**Input data**
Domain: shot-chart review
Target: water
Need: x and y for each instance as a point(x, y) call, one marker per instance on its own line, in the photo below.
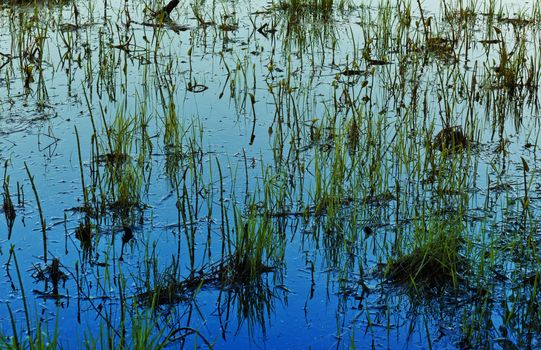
point(272, 109)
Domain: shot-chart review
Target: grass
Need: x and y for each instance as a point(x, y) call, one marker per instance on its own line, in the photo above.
point(378, 144)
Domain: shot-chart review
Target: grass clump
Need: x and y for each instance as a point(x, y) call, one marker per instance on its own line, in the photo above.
point(436, 263)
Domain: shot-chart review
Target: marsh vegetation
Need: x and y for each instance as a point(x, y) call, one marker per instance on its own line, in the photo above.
point(293, 174)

**The problem**
Reproduce each line of the data containing the word "Target".

**Result of the exercise**
Target: water
Target: grass
Target: grass clump
Target: marsh vegetation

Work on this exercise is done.